■ SUPPLIED MATERIAL:
▼
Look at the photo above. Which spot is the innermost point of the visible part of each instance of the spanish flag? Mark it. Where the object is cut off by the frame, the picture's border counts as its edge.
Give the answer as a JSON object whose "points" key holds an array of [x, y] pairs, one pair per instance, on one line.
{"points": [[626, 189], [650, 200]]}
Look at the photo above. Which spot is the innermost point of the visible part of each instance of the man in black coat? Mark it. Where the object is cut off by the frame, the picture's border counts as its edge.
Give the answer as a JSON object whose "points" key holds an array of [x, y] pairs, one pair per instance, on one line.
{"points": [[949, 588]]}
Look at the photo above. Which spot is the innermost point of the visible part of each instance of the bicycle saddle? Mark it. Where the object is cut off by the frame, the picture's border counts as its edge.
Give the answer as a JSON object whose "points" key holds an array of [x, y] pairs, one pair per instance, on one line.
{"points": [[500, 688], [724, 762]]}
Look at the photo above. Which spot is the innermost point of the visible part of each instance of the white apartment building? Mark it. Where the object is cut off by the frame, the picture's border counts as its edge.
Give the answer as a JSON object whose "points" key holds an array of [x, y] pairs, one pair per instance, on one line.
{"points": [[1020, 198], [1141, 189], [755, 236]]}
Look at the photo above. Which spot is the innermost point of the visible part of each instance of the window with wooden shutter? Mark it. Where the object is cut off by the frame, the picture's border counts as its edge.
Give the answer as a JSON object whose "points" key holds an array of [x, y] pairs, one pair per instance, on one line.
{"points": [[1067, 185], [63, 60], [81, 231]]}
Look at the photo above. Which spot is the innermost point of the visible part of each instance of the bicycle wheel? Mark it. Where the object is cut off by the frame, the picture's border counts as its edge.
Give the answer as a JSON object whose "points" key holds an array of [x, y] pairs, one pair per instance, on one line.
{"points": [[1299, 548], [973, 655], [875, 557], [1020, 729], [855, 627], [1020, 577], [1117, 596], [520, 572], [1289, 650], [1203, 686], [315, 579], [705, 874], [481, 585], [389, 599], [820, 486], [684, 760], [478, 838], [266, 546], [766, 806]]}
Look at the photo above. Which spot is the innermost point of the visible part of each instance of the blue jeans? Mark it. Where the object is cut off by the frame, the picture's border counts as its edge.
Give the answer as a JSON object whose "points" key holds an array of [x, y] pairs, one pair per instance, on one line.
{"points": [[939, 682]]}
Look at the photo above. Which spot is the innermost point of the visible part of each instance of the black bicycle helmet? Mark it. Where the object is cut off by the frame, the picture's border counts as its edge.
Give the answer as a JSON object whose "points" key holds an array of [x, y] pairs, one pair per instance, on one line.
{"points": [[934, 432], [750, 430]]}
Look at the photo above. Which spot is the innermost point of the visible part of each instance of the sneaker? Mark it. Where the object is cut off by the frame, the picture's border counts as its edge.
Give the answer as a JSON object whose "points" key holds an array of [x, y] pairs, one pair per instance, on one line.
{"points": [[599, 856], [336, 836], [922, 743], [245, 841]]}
▲
▼
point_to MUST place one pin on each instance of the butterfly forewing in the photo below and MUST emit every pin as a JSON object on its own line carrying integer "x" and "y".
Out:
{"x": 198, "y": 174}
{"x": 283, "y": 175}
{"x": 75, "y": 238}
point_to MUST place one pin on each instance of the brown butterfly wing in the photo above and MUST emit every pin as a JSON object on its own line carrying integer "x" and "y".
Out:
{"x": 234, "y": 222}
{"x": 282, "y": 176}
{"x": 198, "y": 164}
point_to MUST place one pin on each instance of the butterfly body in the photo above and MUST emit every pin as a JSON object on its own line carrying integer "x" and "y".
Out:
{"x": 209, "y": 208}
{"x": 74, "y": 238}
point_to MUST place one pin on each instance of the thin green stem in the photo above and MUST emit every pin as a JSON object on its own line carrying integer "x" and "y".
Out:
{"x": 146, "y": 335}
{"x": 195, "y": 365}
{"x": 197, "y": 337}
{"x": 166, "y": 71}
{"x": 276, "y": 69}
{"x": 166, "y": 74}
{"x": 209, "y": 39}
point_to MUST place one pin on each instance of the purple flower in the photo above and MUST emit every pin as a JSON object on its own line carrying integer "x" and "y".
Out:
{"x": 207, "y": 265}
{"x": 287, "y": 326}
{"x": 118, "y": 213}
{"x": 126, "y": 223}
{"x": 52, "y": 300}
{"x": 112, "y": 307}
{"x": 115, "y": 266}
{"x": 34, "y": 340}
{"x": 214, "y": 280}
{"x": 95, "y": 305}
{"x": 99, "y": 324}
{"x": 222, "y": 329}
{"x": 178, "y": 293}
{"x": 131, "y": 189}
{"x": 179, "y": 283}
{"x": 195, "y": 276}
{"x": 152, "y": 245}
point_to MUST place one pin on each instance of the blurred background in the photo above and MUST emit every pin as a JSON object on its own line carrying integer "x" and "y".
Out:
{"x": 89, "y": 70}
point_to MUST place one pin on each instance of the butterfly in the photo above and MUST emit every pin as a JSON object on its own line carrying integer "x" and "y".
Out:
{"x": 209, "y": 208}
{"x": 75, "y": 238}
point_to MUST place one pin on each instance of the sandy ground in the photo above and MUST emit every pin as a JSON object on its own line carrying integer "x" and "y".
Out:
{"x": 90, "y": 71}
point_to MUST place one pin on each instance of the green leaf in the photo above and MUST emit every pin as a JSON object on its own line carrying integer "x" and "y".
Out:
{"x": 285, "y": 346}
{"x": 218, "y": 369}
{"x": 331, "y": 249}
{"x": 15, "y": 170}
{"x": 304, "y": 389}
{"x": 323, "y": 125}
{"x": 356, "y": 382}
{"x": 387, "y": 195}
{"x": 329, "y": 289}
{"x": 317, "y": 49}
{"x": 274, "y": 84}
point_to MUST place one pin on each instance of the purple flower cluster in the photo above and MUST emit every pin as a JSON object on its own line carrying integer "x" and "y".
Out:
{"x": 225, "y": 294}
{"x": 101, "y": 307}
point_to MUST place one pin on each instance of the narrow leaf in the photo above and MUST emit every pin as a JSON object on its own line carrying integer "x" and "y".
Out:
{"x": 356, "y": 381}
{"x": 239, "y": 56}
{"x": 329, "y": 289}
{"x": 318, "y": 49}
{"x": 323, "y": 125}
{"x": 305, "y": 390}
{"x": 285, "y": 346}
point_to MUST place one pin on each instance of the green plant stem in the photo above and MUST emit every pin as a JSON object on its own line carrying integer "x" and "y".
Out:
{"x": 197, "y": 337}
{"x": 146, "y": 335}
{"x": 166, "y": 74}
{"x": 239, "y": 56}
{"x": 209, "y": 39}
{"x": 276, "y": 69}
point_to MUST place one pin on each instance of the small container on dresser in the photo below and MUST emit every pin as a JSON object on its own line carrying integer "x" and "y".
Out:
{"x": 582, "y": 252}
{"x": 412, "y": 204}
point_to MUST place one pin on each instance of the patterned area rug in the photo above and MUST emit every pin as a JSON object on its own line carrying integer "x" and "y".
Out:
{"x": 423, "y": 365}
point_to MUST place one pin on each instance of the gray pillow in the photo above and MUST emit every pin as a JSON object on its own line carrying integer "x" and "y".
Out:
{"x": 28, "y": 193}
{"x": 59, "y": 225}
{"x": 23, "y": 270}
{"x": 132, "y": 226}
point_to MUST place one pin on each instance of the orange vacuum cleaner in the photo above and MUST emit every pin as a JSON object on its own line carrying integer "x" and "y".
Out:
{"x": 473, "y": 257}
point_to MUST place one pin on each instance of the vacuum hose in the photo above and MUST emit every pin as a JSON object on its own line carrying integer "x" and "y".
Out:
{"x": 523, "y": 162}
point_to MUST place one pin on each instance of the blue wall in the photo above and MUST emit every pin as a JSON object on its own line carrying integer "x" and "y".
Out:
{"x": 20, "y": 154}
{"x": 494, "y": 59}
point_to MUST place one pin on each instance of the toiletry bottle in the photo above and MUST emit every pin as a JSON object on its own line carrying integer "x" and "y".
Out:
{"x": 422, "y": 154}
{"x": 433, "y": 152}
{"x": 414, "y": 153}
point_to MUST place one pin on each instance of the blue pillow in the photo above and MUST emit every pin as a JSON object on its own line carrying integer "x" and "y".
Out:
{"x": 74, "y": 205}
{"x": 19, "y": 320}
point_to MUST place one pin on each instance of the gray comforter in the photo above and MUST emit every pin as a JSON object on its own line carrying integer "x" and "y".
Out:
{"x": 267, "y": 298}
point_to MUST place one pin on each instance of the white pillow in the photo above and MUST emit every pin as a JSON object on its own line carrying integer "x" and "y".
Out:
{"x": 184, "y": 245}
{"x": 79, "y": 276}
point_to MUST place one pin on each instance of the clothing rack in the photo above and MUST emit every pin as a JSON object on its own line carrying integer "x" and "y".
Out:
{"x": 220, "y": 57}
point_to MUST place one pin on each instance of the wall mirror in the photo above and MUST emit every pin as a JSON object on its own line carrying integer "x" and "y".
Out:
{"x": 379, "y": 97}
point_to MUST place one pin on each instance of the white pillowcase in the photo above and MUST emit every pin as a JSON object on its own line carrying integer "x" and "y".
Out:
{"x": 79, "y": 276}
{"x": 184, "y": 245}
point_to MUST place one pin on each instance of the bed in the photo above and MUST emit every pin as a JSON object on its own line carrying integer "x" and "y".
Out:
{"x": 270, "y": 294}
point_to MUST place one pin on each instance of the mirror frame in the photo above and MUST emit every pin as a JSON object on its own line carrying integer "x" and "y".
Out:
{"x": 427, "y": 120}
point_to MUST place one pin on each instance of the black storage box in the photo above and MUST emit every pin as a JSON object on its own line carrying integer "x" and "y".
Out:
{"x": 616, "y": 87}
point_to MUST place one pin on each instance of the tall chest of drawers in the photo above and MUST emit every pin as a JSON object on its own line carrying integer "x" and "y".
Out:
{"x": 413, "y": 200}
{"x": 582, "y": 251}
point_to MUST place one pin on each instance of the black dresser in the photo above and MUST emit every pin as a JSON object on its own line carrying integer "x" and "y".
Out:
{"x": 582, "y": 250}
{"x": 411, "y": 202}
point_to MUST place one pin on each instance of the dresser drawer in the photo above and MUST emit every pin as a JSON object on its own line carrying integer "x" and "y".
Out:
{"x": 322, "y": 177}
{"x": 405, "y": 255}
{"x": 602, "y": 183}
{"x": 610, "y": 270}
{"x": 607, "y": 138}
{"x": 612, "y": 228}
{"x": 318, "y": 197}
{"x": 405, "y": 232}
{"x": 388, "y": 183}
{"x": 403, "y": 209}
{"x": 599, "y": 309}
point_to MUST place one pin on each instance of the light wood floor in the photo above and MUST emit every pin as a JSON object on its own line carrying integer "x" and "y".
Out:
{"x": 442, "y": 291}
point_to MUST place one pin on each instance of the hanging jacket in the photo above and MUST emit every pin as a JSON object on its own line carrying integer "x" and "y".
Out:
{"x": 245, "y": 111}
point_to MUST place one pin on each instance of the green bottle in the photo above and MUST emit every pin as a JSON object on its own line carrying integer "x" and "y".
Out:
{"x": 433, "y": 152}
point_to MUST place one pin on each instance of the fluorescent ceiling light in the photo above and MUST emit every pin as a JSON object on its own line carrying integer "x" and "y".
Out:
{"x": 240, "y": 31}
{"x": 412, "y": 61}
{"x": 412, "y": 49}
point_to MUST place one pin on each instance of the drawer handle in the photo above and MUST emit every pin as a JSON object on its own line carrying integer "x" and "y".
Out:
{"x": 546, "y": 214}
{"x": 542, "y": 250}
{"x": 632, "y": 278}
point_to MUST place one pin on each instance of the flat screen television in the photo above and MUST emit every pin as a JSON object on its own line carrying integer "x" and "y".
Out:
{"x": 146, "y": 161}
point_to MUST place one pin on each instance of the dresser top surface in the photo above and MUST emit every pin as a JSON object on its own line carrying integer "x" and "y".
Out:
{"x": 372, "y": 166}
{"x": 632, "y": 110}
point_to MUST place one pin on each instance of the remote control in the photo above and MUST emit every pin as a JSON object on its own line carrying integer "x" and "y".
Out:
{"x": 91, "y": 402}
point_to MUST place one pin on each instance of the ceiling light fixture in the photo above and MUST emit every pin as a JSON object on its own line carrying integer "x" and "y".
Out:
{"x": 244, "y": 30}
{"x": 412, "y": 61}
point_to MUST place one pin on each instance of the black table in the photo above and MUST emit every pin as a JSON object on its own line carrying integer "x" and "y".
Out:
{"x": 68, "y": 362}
▲
■ TASK ITEM:
Every line in the data above that includes the word "stem" should be copied.

■ PROBLEM SOLUTION:
point_to MUST place one pin on each instance of the thin green stem in the photo above and MUST emit every pin as a JSON object on its own line carrying integer "x" and "y".
point_to MUST place one pin on each instance of the green plant stem in the photo above and MUST emit every pin as a JSON object on its own line carrying integer "x" and "y".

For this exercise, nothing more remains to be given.